_Description of the task_
Reproduce the portion of the virtual choir essay that begins at the words "The difference that" and stops after the words "goodness, or truth.", keeping its wording and punctuation unchanged.

The book of Revelation depicts the redeemed church singing its praise to the slain lamb. The virtual choir purports to provide this connection. This essay attempts to name how significant it is that the audience is absent in virtual performances. Virtual choir is not the same as a virtual performance; but they connect at the crucial points of presence and resonance. In what follows, I elaborate on these two terms via an examination of how an audience participates in a musical performance in ways that are integral to musical performance itself.
Such resonance with present bodies coinheres with and enables the kind metaphorical presence and resonance that separates music from brute noise. This happens as performer and audience share in the music and in so doing share in one another. I present three different aspects of this sharing: how the musician shares her work with the audience, shares in the pleasure of music with her audience, and shares in an investment in the music with her audience.
The Covid pandemic has shuttered most possibilities of physically-present live performances, and I by no means wish to critique artists for doing their best with limited options in trying times. That musicians of all stripes feel and grieve the lack of an audience we do not doubt, but such grief may be hard to account for in a culture which so depreciates our embodied relationality it has, after all, celebrated virtual choirs for more than a decade.
The difference that a present and resonant audience makes for a musical performance is perhaps most obvious in the importance we place in sharing our work with others. If this point is easy to see and common to our experience, its legitimacy may be harder to perceive. An obsession with popularity, numbers, and appreciation is indeed craven. And it is a gross error to equate sheer popularity with quality, creativity, skill, depth, goodness, or truth.

(Source data)
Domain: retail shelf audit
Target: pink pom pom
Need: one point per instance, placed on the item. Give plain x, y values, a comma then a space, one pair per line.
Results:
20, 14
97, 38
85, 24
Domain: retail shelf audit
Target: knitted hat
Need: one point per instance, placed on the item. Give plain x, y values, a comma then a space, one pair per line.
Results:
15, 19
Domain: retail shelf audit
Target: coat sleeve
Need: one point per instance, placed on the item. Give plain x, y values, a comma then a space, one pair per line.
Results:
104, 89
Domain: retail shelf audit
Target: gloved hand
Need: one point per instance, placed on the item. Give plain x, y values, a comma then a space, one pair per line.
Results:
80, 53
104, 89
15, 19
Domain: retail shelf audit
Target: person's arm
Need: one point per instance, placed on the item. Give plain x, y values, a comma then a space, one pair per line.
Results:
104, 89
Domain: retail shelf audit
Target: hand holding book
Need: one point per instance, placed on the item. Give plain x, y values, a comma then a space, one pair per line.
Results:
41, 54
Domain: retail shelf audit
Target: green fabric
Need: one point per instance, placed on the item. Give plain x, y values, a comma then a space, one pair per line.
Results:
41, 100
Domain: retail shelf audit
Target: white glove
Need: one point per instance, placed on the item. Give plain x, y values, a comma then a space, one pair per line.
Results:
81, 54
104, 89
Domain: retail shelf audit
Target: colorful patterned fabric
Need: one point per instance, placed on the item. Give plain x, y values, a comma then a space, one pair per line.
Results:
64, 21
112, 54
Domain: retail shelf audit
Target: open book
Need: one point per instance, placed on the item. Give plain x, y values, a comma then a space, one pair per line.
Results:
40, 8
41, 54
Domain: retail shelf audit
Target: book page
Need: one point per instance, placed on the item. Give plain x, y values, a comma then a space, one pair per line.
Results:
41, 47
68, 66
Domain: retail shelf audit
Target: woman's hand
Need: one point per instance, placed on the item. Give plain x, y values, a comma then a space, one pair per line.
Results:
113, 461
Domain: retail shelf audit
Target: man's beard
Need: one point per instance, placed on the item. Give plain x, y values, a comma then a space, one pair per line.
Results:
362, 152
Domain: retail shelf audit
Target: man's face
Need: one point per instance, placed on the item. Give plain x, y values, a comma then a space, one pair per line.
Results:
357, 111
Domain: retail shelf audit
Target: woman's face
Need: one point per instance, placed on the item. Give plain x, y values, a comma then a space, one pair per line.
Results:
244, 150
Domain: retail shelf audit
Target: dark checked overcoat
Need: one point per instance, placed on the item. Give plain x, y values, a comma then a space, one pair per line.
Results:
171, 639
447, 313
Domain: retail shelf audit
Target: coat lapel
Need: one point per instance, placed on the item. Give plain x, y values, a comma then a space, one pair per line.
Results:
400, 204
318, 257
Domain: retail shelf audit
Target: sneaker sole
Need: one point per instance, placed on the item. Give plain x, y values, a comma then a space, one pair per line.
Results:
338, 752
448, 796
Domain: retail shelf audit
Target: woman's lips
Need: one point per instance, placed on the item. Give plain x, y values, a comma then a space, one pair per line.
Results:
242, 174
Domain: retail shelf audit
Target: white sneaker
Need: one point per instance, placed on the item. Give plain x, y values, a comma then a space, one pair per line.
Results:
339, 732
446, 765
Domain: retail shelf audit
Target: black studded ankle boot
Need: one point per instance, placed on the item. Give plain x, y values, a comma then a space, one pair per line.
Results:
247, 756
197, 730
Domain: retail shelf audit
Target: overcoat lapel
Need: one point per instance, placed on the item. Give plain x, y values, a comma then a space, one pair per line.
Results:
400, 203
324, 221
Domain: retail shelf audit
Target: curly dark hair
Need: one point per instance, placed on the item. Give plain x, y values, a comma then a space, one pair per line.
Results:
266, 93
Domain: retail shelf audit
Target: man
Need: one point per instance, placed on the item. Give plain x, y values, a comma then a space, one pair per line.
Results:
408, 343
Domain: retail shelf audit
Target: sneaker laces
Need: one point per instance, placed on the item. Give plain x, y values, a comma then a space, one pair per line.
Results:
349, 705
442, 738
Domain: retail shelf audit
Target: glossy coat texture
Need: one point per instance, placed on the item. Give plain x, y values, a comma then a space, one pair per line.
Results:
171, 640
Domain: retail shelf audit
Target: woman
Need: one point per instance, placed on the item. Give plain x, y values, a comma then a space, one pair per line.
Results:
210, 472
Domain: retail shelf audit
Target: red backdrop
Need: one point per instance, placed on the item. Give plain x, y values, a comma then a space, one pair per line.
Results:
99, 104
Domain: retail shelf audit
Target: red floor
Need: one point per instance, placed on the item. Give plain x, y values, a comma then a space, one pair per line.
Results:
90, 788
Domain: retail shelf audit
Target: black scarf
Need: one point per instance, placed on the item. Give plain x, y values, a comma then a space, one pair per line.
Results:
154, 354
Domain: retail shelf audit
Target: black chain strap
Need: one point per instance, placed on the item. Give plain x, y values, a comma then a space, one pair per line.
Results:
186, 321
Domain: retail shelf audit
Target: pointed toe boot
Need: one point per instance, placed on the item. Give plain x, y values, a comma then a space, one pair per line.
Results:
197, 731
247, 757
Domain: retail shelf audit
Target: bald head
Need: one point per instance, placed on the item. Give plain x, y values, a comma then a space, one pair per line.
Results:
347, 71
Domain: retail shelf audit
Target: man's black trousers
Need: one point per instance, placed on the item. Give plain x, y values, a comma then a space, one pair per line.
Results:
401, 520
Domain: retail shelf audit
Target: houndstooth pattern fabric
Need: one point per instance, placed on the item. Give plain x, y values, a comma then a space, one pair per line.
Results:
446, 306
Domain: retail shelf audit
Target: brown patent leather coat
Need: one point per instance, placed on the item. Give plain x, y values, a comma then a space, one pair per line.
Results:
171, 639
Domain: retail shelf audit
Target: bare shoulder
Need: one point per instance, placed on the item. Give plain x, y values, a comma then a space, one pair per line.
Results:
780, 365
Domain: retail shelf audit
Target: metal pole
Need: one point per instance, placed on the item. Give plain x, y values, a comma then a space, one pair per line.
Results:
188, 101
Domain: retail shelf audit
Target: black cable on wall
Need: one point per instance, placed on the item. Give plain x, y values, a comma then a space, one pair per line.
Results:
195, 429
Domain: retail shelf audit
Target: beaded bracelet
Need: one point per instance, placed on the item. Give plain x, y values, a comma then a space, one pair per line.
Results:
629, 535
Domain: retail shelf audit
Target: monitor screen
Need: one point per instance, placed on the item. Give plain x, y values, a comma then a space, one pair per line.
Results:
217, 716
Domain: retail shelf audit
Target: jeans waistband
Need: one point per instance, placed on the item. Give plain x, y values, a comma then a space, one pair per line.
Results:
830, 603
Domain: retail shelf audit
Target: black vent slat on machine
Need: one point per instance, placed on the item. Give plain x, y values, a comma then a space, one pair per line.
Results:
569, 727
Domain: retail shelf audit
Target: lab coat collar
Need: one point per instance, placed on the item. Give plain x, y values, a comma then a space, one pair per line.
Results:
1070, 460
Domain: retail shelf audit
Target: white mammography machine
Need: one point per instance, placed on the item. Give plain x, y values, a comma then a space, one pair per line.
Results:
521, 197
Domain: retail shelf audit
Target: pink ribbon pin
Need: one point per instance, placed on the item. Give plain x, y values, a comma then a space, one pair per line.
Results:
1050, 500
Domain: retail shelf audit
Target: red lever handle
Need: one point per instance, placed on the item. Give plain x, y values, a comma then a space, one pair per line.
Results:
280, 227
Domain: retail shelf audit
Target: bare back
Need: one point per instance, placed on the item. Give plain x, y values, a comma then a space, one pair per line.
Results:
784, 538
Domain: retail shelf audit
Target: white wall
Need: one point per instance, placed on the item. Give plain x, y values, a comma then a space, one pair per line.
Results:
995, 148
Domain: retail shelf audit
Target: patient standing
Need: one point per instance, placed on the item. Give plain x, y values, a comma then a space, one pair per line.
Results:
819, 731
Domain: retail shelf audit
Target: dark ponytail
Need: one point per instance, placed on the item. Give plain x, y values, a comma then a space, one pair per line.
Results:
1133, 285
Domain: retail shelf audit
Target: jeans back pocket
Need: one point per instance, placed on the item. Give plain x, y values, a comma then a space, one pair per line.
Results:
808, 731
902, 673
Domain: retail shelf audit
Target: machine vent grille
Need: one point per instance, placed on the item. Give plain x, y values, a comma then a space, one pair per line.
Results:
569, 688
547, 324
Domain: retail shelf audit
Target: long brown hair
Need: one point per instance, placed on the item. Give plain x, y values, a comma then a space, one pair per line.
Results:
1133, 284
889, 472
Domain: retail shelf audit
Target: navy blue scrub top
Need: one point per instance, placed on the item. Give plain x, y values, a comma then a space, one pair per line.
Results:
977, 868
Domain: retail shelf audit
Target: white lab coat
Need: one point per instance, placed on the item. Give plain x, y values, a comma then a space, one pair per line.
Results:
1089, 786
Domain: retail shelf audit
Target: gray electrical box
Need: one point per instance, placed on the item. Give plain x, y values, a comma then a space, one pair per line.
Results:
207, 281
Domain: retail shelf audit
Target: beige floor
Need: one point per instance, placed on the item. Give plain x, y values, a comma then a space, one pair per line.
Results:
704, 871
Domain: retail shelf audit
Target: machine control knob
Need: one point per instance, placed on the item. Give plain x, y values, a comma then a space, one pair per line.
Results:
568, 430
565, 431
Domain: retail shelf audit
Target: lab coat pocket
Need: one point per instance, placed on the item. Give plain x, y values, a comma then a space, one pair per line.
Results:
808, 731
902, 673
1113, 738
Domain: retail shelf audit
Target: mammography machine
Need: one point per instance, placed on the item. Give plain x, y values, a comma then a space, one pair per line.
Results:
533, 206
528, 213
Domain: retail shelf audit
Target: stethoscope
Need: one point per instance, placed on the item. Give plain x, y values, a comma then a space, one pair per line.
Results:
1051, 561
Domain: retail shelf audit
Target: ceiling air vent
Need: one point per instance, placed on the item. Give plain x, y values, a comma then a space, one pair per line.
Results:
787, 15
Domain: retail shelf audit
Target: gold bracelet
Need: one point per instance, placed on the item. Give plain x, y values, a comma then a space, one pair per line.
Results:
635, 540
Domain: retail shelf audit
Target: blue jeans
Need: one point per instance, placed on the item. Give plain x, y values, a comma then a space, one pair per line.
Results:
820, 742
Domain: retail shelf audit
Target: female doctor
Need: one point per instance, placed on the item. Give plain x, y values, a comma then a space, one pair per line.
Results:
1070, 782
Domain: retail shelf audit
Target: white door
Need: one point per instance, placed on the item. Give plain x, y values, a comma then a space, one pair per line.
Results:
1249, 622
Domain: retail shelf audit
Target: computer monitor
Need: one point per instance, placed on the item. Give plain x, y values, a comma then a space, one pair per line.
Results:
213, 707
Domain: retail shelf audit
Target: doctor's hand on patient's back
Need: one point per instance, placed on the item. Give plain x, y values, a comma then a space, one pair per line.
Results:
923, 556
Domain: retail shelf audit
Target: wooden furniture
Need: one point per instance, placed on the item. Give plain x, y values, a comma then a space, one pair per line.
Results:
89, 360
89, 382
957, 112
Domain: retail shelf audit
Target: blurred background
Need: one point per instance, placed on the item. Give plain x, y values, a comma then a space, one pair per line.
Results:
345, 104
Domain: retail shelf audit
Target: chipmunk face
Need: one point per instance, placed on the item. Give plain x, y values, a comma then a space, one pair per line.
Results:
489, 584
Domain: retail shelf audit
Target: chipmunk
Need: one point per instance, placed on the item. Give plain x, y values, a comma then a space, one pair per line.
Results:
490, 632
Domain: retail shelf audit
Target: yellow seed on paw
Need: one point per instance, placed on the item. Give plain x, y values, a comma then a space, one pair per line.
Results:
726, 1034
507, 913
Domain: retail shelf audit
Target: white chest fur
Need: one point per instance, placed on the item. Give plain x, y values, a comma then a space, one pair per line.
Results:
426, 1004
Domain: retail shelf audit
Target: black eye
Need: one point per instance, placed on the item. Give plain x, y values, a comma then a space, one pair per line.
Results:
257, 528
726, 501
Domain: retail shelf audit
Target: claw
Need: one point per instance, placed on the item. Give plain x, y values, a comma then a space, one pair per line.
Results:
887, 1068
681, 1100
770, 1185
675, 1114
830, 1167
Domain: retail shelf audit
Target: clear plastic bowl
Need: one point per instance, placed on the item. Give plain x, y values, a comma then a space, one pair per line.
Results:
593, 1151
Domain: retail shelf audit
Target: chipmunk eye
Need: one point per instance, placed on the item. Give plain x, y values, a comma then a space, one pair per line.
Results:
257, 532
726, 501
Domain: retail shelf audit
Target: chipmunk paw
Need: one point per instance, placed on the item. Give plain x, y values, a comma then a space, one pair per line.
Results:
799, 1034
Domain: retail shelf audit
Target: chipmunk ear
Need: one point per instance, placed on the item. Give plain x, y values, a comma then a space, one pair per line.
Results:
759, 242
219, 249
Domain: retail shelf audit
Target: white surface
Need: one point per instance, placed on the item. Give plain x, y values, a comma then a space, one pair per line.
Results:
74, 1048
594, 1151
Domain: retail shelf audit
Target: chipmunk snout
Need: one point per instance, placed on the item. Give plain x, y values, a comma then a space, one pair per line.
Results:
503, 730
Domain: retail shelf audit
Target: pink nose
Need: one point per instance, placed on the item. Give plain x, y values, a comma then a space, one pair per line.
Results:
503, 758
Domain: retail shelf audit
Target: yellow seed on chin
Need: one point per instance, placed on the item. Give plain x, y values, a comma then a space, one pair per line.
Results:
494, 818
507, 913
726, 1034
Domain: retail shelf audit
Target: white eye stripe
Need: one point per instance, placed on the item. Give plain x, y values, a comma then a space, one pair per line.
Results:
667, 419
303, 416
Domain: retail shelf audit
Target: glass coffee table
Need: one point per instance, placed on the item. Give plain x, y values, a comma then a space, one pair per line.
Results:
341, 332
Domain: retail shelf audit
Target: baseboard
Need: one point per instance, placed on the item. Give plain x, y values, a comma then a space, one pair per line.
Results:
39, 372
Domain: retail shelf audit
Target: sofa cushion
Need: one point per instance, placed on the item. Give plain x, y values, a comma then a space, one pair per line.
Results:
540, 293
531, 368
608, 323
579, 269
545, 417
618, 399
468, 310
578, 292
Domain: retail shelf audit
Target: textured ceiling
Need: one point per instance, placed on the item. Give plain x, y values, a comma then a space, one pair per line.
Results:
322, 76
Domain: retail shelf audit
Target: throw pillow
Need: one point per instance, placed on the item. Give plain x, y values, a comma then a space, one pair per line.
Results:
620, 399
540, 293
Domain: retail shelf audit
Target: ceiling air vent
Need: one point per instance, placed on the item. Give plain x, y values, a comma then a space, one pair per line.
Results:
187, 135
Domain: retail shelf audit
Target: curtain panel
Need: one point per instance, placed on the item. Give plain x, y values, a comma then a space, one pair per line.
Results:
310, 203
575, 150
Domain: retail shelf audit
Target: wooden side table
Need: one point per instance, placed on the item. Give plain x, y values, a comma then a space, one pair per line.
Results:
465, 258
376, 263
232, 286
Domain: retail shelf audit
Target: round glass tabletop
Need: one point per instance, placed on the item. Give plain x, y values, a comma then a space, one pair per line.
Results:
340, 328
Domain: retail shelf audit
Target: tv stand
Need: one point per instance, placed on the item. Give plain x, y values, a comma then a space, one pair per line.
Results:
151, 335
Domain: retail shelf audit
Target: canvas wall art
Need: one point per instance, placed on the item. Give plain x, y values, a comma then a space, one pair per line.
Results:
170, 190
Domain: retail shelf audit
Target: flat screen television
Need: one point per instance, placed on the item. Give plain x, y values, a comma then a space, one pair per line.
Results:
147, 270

_Your response_
The difference that a present and resonant audience makes for a musical performance is perhaps most obvious in the importance we place in sharing our work with others. If this point is easy to see and common to our experience, its legitimacy may be harder to perceive. An obsession with popularity, numbers, and appreciation is indeed craven. And it is a gross error to equate sheer popularity with quality, creativity, skill, depth, goodness, or truth.